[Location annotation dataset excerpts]
++++++++++
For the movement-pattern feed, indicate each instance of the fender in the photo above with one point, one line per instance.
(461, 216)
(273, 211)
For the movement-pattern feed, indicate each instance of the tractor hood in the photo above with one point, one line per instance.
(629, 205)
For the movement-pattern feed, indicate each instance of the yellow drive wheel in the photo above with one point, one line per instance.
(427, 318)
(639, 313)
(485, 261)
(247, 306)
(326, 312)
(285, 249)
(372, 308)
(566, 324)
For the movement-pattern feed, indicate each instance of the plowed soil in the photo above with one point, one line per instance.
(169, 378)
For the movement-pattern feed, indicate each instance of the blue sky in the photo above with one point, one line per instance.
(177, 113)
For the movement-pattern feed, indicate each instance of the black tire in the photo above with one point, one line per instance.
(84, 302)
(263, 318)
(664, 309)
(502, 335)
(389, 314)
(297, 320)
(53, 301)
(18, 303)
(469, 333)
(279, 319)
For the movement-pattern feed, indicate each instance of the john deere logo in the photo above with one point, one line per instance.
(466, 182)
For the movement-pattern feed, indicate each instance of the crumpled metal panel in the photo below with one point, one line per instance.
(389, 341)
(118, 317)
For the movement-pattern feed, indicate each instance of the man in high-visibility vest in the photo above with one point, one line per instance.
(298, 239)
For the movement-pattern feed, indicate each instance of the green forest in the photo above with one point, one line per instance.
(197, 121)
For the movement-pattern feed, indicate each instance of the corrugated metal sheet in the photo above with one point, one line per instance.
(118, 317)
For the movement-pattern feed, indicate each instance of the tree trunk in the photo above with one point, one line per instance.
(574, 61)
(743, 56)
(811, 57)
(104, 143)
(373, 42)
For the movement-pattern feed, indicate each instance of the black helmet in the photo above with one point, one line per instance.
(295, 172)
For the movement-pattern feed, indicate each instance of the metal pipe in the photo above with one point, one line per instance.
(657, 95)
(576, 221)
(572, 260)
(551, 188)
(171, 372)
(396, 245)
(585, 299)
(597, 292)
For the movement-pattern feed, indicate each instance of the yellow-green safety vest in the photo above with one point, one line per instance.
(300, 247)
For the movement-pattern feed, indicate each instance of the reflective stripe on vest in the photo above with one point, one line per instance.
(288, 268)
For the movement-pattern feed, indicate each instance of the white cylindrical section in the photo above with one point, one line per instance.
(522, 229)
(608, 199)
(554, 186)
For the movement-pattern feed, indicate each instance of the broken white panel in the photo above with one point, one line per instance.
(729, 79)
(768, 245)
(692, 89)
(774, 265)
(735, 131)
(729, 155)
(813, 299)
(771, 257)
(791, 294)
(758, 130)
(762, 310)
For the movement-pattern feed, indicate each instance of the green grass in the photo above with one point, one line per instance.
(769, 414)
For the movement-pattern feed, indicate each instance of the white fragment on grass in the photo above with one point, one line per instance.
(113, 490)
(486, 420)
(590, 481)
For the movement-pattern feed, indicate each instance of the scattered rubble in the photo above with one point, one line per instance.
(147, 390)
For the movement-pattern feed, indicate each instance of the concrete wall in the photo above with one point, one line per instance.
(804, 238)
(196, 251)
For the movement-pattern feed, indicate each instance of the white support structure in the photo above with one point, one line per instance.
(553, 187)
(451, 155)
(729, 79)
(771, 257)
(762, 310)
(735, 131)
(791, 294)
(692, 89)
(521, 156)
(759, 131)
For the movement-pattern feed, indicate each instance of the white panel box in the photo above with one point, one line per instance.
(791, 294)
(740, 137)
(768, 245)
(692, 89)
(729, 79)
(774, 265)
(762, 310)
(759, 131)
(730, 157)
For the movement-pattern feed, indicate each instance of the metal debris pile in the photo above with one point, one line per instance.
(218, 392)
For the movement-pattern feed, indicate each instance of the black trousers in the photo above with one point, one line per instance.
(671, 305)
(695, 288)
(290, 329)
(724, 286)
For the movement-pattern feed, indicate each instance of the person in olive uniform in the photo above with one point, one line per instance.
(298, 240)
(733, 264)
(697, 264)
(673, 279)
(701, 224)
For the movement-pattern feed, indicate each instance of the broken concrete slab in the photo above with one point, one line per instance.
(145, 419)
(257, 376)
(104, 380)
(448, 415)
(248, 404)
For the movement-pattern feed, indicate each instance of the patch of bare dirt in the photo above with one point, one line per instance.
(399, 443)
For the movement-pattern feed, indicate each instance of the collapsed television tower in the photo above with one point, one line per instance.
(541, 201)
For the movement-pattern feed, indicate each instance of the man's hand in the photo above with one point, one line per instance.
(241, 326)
++++++++++
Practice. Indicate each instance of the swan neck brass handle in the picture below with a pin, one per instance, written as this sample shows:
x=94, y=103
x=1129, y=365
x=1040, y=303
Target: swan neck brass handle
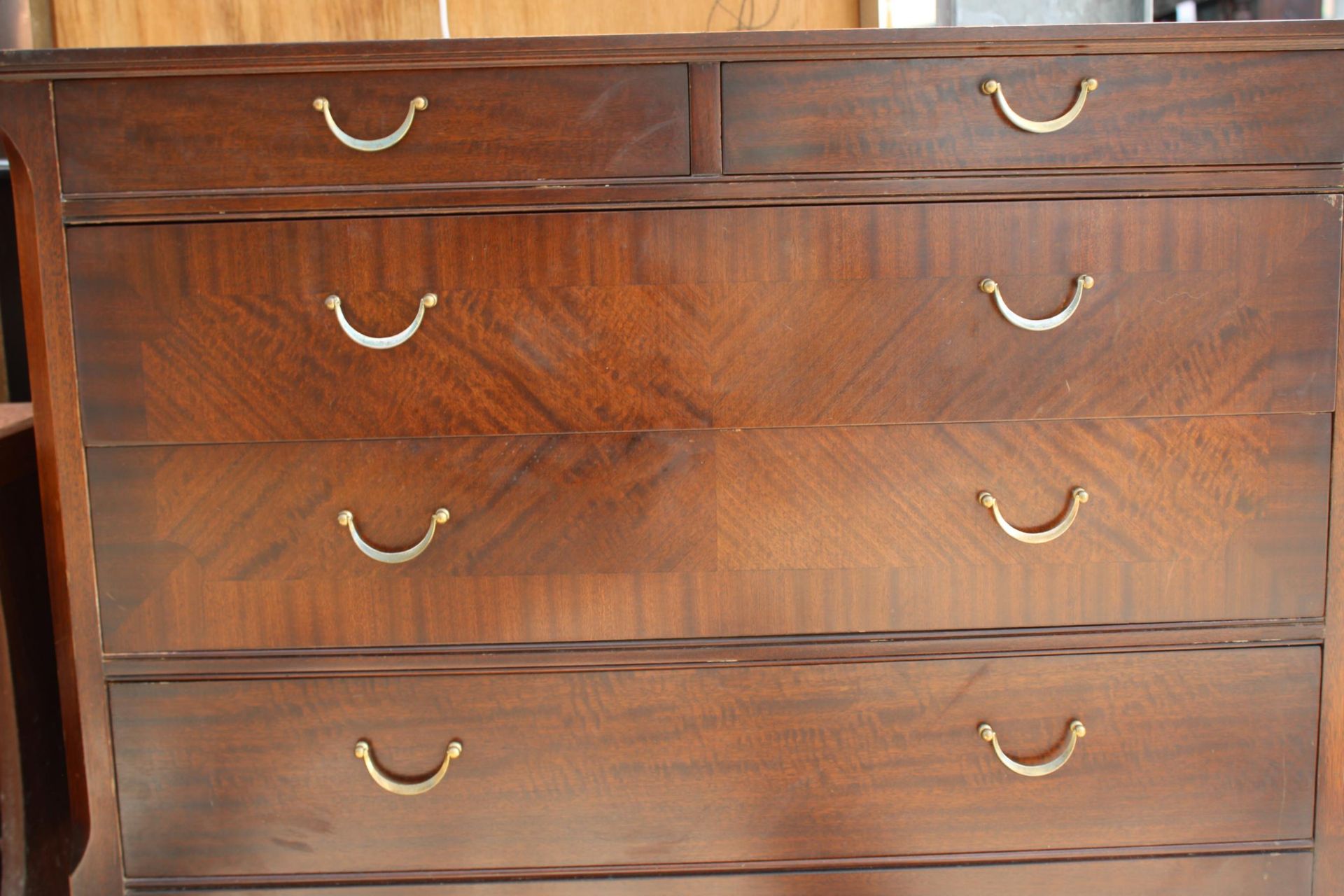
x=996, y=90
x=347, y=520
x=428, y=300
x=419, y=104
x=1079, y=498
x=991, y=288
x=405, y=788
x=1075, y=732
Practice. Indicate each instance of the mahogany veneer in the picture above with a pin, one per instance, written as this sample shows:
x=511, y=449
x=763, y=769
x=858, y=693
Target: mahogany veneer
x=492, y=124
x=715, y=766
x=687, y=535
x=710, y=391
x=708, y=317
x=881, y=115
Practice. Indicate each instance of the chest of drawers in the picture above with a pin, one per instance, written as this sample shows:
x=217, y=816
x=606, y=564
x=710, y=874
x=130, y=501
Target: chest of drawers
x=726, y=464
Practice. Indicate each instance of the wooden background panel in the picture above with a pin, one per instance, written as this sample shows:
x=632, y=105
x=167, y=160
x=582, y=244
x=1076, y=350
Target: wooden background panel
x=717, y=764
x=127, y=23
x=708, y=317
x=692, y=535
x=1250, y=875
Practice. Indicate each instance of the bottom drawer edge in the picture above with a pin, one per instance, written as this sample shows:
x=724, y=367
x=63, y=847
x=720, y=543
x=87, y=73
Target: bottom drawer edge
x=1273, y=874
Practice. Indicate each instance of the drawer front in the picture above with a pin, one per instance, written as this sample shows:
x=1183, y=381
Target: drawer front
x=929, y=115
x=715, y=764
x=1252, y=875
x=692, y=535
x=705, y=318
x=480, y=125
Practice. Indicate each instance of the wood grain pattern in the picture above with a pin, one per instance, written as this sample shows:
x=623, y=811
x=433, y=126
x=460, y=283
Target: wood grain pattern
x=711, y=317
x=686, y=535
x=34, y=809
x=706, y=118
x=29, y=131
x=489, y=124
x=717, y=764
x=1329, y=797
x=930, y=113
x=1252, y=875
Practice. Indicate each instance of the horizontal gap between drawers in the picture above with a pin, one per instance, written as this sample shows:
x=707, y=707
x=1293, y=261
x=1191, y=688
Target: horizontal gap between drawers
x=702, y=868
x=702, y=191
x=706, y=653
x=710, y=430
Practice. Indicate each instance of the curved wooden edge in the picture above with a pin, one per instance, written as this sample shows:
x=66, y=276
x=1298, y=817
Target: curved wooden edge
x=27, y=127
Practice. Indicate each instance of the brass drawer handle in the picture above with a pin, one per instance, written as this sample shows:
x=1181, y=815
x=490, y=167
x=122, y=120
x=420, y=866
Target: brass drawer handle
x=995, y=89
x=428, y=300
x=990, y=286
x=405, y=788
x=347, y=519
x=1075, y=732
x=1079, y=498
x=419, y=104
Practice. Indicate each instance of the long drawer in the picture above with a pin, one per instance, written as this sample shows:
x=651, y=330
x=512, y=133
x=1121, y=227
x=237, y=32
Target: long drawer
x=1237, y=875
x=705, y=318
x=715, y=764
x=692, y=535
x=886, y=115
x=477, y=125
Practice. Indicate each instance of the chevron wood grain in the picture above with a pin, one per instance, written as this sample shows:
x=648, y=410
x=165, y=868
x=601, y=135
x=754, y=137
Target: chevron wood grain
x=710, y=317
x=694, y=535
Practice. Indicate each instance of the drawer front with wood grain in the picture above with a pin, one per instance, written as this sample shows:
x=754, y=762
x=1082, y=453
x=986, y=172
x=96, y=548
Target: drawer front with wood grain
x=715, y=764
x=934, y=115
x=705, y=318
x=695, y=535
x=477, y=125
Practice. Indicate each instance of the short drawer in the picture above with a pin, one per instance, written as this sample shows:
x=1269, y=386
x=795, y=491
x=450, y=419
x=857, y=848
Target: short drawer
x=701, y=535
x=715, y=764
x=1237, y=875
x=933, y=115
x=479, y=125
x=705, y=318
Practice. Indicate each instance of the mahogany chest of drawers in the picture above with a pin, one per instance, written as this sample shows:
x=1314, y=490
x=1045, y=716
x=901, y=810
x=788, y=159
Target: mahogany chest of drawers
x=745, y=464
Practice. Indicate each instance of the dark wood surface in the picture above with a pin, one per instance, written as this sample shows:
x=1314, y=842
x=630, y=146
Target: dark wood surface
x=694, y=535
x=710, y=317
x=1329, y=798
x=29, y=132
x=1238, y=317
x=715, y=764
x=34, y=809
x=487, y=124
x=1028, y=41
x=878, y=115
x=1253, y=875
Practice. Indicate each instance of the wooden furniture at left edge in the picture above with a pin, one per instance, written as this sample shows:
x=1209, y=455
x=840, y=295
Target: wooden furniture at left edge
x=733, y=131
++++++++++
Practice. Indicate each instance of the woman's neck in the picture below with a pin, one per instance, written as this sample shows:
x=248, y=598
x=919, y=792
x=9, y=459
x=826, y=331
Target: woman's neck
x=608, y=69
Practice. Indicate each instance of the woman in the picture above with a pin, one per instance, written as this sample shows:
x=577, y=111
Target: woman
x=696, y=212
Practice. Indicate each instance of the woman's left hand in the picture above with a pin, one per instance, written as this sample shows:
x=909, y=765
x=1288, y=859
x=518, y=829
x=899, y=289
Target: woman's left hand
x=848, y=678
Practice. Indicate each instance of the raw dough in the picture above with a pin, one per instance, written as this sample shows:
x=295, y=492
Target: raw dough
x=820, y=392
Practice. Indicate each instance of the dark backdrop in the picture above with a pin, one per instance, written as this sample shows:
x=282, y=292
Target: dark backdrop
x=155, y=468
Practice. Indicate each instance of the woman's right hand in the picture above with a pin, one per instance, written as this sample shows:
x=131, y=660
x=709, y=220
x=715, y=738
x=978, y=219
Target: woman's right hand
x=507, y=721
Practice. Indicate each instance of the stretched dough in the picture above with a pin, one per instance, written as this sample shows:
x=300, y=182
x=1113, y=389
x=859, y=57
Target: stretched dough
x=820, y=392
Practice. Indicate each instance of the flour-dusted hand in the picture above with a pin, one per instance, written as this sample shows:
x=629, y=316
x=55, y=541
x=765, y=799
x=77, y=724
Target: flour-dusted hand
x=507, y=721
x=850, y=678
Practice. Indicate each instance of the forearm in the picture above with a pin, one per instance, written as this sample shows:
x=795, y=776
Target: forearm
++++++++++
» AIM OF THE TASK: Report every line above that contains the word "dark", copying each one in full. Match case exactly.

» ANSWER FOR THE TASK:
Practice. Indicate each instance of the dark wood surface in the picture above with a pin, one per instance, written as this sample shows:
Target: dark wood surface
Practice. Indicate each instance of the dark backdrop in the picture above with a pin, one per instance, written as this sample shows:
Target: dark backdrop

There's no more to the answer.